* begin GIVEN TEXT *

Identifying industry average values for fundamentals

Back to Community

posted Nov 2, 2015

Hi,

Suppose I am interested in the mean of ROA ratios for a particular sector that the stock trades in, does Quantopian allow this?

10 responses

Andrew Martin

Nov 2, 2015

I haven't played around with Fundamentals, but the documentation can be found here:
https://www.quantopian.com/help/fundamentals

Josh Payne

Nov 2, 2015

Yup, I'm betting you can accomplish this with get_fundamentals in Quantopian Research.

There's a tutorial for using fundamentals in the Tutorials folder in Research.

You can identify the sector by specifically querying for the symbol or sid in get_fundamentals and then you can query for the ROA for that sector for a particular date or set of dates. The fields are described in the link provided by Andrew above.

* end GIVEN TEXT *

● REQUEST 1:
Answer these questions about the forum thread, one line each:
(a) The original poster wants the mean of which ratio for a sector?
(b) Which function does Josh Payne suggest for this?
(c) Where in Research is the tutorial on fundamentals?
● REQUEST 2:
Rewrite the part of the forum thread starting at "10 responses" and ending at "in Quantopian Research.", with "documentation" swapped for "reference guide".

* begin DATA SECTION *

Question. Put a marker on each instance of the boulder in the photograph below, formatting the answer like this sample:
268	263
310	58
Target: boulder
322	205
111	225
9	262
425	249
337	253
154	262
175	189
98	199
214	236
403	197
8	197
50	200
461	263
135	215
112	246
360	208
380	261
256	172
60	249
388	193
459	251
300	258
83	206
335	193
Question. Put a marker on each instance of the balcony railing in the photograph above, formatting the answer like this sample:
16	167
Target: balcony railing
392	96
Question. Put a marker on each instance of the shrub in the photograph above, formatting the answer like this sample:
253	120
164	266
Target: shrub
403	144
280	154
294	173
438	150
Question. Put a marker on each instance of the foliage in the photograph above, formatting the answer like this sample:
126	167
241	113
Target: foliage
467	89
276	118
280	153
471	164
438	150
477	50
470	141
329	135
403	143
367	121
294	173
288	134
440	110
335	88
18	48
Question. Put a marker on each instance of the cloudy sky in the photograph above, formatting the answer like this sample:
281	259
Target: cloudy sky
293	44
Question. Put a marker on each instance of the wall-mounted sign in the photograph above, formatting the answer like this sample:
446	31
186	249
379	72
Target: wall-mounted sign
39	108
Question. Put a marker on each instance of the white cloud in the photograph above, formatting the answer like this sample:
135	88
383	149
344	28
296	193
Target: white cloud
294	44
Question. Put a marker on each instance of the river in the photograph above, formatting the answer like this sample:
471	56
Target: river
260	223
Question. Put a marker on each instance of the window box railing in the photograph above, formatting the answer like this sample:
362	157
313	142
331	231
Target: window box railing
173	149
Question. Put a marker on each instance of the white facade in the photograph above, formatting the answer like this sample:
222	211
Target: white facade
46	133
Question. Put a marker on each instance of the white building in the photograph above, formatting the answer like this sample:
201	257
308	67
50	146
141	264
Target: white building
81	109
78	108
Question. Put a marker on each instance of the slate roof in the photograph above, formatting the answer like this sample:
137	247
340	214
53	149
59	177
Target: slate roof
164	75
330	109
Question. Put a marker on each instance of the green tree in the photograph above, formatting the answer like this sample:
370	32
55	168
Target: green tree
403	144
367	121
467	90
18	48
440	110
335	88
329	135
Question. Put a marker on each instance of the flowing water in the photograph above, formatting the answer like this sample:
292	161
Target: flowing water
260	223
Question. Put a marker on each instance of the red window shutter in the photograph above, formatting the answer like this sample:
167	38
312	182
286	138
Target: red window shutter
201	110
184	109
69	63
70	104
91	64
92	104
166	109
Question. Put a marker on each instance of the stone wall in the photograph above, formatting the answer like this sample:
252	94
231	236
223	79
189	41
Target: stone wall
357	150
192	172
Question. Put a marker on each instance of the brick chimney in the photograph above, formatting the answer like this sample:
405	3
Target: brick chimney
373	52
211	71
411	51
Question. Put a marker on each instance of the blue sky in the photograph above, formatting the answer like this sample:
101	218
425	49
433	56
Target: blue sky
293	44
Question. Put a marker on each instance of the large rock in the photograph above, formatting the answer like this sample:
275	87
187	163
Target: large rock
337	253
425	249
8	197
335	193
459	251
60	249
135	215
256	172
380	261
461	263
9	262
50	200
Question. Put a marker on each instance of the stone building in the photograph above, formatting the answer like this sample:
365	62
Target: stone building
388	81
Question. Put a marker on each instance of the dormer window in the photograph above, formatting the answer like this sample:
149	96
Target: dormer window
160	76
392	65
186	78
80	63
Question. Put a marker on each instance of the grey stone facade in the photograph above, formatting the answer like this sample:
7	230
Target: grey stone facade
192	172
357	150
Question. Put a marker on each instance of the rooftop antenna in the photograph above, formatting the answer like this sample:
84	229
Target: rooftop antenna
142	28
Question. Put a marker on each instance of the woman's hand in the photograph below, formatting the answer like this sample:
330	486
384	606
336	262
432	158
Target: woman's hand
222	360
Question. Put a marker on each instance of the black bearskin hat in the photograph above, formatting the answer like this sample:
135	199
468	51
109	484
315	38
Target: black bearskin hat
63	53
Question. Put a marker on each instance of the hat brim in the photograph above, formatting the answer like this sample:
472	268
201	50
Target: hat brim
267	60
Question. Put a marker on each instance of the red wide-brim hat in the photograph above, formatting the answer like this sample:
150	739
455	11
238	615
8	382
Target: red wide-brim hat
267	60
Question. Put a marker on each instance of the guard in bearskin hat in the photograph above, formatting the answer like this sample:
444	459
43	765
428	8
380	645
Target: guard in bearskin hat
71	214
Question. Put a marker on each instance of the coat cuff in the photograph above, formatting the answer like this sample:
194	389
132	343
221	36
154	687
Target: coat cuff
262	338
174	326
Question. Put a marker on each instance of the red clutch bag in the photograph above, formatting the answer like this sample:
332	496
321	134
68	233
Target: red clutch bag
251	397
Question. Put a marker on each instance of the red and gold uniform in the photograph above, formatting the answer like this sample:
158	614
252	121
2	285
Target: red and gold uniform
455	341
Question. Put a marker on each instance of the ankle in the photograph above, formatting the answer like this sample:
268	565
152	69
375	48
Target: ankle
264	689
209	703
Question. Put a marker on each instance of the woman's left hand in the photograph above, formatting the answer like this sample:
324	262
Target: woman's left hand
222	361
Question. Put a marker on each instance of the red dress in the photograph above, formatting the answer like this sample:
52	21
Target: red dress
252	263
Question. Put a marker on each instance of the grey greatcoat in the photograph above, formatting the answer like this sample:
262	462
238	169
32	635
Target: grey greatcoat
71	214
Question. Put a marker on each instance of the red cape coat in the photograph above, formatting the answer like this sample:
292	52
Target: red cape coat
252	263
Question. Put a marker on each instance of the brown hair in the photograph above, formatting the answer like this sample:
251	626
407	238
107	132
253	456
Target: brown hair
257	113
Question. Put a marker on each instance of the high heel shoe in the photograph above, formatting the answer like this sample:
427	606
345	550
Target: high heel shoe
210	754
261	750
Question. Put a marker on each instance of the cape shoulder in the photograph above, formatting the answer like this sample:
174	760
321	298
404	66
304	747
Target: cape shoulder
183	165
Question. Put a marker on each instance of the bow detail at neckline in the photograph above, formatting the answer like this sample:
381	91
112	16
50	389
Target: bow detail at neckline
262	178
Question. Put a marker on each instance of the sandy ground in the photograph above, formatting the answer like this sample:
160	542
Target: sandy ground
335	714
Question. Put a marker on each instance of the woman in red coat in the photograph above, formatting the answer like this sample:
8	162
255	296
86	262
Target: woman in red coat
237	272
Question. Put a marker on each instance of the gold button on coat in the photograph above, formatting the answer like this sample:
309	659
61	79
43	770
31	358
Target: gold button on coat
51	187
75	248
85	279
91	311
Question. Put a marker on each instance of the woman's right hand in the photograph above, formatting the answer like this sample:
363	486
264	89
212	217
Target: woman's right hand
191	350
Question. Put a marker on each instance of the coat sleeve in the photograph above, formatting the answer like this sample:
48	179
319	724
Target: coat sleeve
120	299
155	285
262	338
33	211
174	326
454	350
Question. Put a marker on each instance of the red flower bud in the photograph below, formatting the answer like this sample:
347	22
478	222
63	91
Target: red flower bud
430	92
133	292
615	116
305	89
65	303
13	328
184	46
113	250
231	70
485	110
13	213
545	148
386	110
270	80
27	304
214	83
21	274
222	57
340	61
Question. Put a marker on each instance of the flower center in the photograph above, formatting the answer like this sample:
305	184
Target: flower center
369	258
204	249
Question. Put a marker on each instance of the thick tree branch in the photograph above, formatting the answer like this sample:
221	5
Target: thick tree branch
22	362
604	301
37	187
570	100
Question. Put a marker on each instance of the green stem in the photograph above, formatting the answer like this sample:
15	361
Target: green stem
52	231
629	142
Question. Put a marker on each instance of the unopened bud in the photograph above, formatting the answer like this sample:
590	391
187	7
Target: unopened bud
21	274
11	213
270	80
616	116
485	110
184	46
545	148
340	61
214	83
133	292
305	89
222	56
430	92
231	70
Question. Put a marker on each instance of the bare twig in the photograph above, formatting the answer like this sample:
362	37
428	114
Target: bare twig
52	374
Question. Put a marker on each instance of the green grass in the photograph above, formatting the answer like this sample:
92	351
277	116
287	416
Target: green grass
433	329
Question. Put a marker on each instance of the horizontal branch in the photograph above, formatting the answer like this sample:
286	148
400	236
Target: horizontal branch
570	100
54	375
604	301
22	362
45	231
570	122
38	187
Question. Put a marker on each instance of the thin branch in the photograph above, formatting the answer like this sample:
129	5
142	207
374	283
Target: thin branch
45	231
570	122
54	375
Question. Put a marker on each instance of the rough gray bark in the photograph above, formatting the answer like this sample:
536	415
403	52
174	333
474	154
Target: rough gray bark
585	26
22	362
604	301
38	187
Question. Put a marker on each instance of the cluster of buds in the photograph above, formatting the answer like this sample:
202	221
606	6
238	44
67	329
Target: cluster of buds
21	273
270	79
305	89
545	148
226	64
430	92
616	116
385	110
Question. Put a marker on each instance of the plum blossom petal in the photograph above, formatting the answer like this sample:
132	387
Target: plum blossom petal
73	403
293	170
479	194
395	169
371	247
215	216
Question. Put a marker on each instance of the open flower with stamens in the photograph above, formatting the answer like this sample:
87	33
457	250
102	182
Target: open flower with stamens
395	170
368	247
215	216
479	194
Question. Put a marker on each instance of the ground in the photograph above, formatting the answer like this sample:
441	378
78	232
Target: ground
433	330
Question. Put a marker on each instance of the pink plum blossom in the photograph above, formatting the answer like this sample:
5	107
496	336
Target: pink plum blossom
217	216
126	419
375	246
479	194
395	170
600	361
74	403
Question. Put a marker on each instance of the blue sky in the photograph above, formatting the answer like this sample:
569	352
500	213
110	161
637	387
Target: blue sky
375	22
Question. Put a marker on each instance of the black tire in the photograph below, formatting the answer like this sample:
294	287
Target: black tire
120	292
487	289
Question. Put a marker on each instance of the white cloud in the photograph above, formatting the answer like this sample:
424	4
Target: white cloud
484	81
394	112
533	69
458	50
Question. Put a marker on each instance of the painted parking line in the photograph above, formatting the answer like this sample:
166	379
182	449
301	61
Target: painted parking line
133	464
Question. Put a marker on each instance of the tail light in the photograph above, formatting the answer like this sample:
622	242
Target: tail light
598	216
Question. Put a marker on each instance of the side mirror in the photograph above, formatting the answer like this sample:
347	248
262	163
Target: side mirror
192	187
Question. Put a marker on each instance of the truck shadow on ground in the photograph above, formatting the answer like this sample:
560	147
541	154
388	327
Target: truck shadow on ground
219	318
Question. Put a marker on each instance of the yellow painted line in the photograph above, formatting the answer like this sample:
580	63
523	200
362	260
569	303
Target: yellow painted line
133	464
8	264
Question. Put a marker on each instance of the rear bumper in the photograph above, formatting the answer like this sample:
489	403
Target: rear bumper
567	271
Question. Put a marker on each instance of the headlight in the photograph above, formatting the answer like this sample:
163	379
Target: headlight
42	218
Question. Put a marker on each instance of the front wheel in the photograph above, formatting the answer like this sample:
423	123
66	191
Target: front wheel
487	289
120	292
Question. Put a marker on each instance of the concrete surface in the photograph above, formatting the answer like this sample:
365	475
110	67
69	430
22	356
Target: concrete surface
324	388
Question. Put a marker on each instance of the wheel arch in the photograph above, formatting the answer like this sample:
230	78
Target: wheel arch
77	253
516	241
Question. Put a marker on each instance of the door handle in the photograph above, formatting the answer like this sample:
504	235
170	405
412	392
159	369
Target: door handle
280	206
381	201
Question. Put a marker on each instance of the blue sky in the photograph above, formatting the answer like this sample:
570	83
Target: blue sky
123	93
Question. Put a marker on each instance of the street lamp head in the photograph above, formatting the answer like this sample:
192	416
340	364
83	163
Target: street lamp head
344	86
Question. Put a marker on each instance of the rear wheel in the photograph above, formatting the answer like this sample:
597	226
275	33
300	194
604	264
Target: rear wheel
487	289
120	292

* end DATA SECTION *

● TASK RESULT 1:
(a) ROA
(b) get_fundamentals
(c) In the Tutorials folder

● TASK RESULT 2:
10 responses

Andrew Martin

Nov 2, 2015

I haven't played around with Fundamentals, but the reference guide can be found here:
https://www.quantopian.com/help/fundamentals

Josh Payne

Nov 2, 2015

Yup, I'm betting you can accomplish this with get_fundamentals in Quantopian Research.